**MATERIAL FOR THE TASK**
= Beginning of Section =
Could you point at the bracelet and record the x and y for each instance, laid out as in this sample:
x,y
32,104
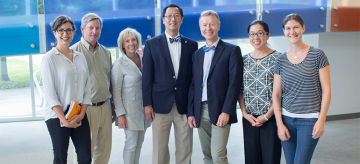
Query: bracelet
x,y
266,119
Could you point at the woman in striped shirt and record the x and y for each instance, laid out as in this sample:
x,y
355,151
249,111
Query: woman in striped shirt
x,y
301,93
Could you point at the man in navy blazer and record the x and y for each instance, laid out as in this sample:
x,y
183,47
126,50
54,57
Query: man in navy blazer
x,y
166,78
215,87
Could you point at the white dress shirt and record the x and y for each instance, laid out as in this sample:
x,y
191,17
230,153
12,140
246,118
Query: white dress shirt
x,y
64,81
175,53
206,68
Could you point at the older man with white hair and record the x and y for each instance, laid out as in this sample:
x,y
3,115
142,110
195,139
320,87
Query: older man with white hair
x,y
101,114
215,87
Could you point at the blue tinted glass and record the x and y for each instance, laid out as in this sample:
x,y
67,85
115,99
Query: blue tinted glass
x,y
19,27
234,16
116,14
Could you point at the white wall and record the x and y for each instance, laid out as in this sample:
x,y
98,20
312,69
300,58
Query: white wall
x,y
343,52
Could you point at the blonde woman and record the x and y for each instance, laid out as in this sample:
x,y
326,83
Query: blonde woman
x,y
126,82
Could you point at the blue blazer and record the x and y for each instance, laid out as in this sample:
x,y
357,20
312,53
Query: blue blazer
x,y
159,86
223,84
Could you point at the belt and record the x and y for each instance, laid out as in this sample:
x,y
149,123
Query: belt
x,y
99,103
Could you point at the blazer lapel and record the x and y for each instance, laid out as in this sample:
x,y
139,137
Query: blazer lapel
x,y
166,52
131,65
201,55
218,50
183,52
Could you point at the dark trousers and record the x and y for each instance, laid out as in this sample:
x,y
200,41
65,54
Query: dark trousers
x,y
261,144
60,140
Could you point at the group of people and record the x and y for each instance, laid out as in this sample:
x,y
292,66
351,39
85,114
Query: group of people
x,y
284,97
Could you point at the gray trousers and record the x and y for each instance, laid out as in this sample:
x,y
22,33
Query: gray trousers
x,y
213,139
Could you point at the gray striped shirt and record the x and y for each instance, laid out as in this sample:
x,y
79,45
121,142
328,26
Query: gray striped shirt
x,y
301,88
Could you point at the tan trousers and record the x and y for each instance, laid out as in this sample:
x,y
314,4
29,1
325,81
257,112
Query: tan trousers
x,y
101,133
213,139
161,126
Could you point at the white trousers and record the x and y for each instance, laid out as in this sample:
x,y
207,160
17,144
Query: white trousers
x,y
133,143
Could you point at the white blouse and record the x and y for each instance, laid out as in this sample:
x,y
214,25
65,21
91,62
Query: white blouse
x,y
64,81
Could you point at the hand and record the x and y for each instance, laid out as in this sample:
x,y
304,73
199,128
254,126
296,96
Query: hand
x,y
261,119
283,133
192,122
113,115
318,130
252,120
223,119
122,122
72,123
149,111
77,118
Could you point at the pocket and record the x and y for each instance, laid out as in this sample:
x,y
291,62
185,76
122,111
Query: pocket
x,y
157,88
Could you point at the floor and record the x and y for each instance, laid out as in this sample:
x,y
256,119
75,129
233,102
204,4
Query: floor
x,y
29,142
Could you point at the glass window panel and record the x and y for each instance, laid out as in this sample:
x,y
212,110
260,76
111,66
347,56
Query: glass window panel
x,y
19,27
15,93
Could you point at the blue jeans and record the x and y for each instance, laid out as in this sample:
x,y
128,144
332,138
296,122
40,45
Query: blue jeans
x,y
299,149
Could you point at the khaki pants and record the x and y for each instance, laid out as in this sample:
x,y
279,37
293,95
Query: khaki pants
x,y
213,139
161,126
101,133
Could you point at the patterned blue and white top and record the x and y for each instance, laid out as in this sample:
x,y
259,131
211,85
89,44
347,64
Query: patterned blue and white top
x,y
258,83
300,83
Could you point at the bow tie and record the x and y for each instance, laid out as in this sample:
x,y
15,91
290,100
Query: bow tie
x,y
207,49
176,39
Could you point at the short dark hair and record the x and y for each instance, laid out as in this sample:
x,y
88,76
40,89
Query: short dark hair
x,y
60,20
173,5
295,17
260,22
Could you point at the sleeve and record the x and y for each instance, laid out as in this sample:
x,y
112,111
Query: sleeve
x,y
117,78
242,83
322,60
235,80
277,66
191,96
48,78
87,90
147,75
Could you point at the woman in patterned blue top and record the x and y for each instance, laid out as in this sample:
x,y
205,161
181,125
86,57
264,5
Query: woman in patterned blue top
x,y
301,95
261,142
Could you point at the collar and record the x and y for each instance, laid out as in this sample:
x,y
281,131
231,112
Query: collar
x,y
57,52
215,44
168,36
87,45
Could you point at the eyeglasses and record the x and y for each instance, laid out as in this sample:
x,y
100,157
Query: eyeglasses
x,y
68,31
169,17
259,34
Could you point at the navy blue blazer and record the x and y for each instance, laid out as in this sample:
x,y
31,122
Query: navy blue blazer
x,y
223,84
160,88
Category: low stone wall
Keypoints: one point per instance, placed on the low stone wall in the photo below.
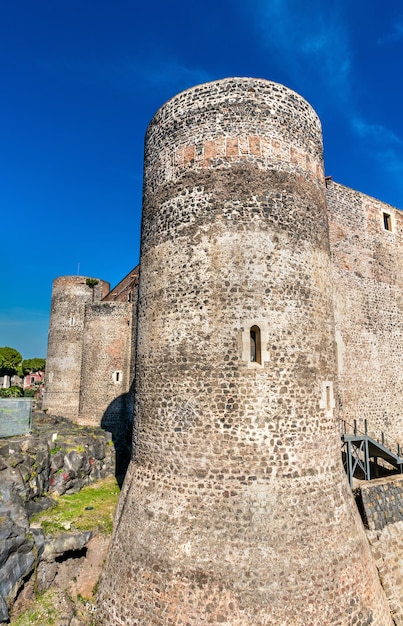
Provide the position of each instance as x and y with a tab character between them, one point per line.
382	501
58	457
381	504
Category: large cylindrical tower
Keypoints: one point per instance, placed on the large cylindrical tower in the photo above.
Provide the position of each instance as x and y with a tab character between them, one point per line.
235	509
70	294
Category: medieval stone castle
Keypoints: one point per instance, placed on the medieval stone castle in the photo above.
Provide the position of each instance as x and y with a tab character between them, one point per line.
267	308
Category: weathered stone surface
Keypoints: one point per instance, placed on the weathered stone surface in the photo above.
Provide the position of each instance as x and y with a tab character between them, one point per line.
236	509
65	542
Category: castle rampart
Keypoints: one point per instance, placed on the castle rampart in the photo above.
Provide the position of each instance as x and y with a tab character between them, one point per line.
236	509
366	238
70	294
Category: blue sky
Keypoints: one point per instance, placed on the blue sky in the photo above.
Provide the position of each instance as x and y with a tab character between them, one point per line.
81	80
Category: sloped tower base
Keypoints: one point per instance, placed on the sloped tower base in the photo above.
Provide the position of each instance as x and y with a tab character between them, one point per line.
235	509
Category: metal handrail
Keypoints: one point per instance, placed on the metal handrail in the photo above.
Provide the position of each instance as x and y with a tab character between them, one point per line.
384	441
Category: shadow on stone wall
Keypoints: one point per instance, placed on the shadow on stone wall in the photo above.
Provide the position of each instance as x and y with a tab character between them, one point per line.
118	420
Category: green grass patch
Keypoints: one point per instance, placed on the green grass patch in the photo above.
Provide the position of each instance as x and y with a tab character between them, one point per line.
91	508
42	612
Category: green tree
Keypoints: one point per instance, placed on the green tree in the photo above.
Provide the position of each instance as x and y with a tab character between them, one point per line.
10	361
91	282
33	365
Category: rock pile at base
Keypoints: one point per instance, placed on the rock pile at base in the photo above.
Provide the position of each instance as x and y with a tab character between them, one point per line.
57	458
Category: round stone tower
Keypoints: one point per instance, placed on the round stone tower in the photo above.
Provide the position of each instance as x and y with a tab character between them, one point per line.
236	509
70	294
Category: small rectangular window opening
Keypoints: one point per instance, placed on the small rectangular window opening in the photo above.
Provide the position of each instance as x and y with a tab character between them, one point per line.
387	221
255	345
328	405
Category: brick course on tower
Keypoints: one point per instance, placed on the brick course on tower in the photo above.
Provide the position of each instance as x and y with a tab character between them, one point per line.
256	311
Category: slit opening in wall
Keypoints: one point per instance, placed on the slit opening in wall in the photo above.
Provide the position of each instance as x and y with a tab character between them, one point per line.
255	345
387	221
117	377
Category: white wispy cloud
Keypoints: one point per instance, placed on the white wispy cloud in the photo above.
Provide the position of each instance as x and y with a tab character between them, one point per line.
385	145
375	132
310	38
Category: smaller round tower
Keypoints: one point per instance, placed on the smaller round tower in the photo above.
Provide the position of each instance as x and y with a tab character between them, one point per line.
70	294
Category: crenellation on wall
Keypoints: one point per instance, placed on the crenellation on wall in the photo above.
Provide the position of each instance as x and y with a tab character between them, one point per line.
268	307
367	284
234	460
91	352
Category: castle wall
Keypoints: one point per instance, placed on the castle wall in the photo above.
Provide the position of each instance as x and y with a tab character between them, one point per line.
106	363
70	294
368	287
106	390
236	509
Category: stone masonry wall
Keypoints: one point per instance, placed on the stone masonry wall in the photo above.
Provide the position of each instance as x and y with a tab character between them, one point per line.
65	342
106	391
368	288
106	359
236	509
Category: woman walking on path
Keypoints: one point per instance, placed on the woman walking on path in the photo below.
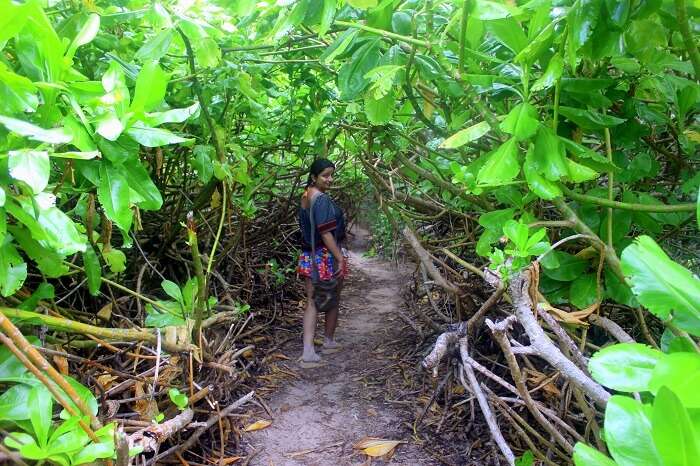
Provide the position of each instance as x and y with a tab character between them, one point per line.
330	257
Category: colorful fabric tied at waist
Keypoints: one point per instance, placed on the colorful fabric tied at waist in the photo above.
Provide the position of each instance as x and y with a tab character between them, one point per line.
325	262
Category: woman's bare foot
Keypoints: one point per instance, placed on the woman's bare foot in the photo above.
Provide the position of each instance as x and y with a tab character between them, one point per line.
330	346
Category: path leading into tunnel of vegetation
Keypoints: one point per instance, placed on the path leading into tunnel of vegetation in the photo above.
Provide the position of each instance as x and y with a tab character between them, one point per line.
318	417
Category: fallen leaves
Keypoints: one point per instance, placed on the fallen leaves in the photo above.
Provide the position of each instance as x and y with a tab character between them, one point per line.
258	425
376	447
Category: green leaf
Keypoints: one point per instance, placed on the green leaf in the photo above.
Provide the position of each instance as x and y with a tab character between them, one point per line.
680	373
40	407
14	403
588	119
49	261
549	155
672	430
13	270
466	135
570	267
175	115
12	20
178	398
86	34
502	165
93	271
587	456
109	126
380	111
151	85
115	259
550	75
628	433
662	285
521	122
327	15
508	32
626	367
153	137
580	173
31	167
583	291
138	180
486	10
84	394
172	290
339	45
517	232
113	194
541	186
351	76
35	133
363	4
582	19
156	47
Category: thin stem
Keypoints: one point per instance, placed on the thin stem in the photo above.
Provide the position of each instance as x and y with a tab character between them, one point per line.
658	208
385	34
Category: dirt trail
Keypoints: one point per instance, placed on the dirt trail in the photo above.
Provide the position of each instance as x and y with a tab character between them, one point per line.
318	417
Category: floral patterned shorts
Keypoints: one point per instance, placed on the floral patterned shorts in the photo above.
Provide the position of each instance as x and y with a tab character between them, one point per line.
325	262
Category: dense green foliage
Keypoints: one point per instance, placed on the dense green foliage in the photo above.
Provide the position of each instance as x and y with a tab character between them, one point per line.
542	119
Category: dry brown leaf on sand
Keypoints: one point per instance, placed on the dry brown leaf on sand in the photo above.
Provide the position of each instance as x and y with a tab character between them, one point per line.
258	425
376	447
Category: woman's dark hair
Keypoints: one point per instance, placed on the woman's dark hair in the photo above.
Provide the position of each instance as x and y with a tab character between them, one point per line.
= End of Section =
**WORK REQUIRED**
Print exactly the lines of the listing above starting at the line containing "Keypoints: one point per instance, placed on the round" and ending at the line containing "Category: castle wall", both included.

**WRITTEN SOLUTION**
Keypoints: one point per instance, placed on the round stone tower in the photo above.
Provide the position of each instance as x and y with a tab character between them, one point per line.
236	509
70	294
Category: small rectangular window opening
Keypoints: one point per instance, placed on the small rectangular window opening in the photo above.
Provide the position of each instance as x and y with a tab character between them, one point per line.
387	221
255	345
328	405
Category: brick course on tower
Keypoints: one point per instance, placed on the brick course on tower in the photo above.
Provide the position of each instance as x and y with a tab character between them, one point per line.
256	311
Category: slit opening in wall
Keypoints: one point per instance, placed on the slit opening in wall in the photo above.
Provide the position of each instance as x and y with a tab character between them, one point per line.
255	345
387	221
117	377
Category: white wispy cloud
Keypoints: one point per instance, placed on the white wispy cloud in the photo above.
Provide the position of each instance as x and y with a tab character between them, one point per line.
385	145
375	132
310	38
Category: smaller round tower
Keypoints: one point per instance, placed on the smaller round tower in the photo above.
Provide the position of each instance as x and y with a tab character between them, one point per line.
70	294
Category: crenellation on wall
Keypoints: one point per instance, placed on the crenellation on wall in the photo above.
Provide the position of each instance as x and y with a tab character between them, one point per line.
268	307
367	284
234	460
91	352
Category: castle wall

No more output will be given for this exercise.